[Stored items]

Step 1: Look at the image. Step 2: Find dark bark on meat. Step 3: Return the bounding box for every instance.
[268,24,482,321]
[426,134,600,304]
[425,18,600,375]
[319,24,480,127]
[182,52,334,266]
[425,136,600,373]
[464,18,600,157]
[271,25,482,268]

_Action item_: Above are the entries; return each one exactly.

_Output_:
Step 1: Look at the image. Step 2: Find dark bark on meat. Step 3: Return the bounding box for every instance.
[268,24,482,321]
[426,134,600,304]
[425,18,600,375]
[319,24,480,127]
[182,52,334,266]
[425,136,600,373]
[464,18,600,157]
[271,25,482,268]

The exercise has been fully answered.